Haber: Sibel Yazıcı
Sanayileşmenin etkisiyle kırsal hayattan beton yığınları arasında yaşama geçiş hızlandı. Bu da beraberinde stresi getirdi. Doğadan uzaklaşan insan yavaş yavaş doğal hayattan bağımsız, tamamen yapay bir hayat sürmeye başladı. Küresel krizler, kısıtlı zaman, sürekli bir yerlere yetişmek için koşturmak ve daha birçok olumsuz duygu beraberinde stresi getiriyor.
Ama doğa ise bize adeta günümüzün bu telaşlı temposundan kaçıp nefes almak için bir fırsat sunuyor. Mevsim geçişlerinin izleriyle büyülenmenin, yağmuru teninizde hissetmenin ya da gün batımını seyre dalmanın verdiği o muhteşem his doğa tutkunlarının vazgeçilmezi.

Liste
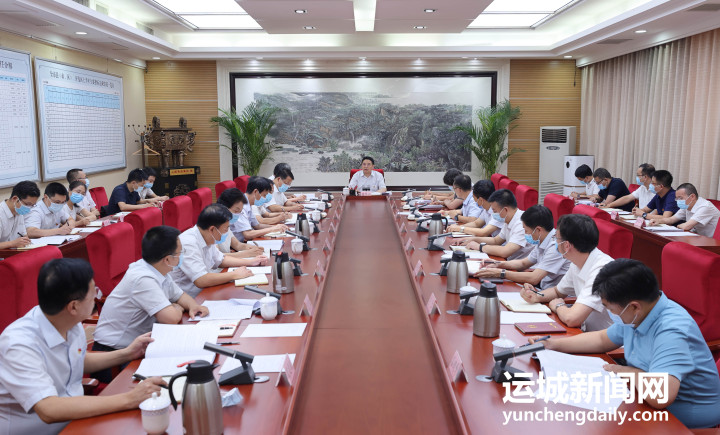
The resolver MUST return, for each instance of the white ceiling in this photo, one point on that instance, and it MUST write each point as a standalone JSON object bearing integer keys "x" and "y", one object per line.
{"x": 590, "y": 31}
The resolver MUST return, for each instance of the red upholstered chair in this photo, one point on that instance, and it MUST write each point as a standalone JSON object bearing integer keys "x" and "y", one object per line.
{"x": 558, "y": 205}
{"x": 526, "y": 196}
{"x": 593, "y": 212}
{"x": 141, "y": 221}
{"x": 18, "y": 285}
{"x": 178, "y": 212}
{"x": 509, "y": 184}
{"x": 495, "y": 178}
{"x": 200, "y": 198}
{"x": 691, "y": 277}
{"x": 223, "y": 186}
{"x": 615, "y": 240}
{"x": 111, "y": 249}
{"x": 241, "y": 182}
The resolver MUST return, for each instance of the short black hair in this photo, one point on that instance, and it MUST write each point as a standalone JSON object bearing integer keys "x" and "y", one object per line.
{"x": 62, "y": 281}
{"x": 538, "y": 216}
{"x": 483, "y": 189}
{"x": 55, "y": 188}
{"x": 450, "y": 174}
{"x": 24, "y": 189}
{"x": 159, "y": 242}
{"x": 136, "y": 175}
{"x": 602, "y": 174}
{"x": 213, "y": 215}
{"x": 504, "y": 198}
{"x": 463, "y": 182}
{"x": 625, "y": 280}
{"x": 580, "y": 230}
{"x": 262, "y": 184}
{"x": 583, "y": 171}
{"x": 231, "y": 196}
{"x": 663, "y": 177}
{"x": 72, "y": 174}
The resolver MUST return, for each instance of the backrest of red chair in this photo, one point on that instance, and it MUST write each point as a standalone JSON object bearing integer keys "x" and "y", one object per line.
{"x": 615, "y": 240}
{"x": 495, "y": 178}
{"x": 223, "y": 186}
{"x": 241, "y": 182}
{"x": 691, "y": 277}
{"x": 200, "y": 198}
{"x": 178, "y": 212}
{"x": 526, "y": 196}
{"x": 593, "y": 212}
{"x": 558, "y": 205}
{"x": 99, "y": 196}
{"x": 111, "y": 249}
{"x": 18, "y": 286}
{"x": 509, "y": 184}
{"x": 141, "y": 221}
...
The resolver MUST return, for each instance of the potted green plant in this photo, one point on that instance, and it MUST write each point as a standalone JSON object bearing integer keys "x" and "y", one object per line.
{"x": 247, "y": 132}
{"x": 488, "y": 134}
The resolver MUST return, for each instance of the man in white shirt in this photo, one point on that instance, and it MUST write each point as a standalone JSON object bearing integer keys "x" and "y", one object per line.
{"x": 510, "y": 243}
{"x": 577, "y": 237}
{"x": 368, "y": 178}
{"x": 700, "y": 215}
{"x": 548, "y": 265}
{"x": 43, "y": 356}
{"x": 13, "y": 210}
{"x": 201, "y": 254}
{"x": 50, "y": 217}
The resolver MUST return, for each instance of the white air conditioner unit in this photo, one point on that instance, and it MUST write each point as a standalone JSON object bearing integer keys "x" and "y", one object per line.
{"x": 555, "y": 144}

Görevler
**a)** Metne göre sanayileşmenin etkisiyle hangi geçiş hızlandı?
**b)** Listede "white" dizesini içeren her satırı sırala. Büyük ve küçük harf ayrımı dikkate alınmalıdır.

Görev Çözümleri
**a)** Kırsal hayattan beton yığınları arasında yaşama geçiş hızlandı.

**b)**
The resolver MUST return, for each instance of the white ceiling in this photo, one point on that instance, and it MUST write each point as a standalone JSON object bearing integer keys "x" and "y", one object per line.
The resolver MUST return, for each instance of the man in white shirt in this photo, one point on that instance, and it MUST write each point as a standalone JSON object bearing integer keys "x" and "y", one object per line.
The resolver MUST return, for each instance of the white air conditioner unit in this photo, one point on that instance, and it MUST write each point as a standalone JSON object bearing integer keys "x" and "y", one object per line.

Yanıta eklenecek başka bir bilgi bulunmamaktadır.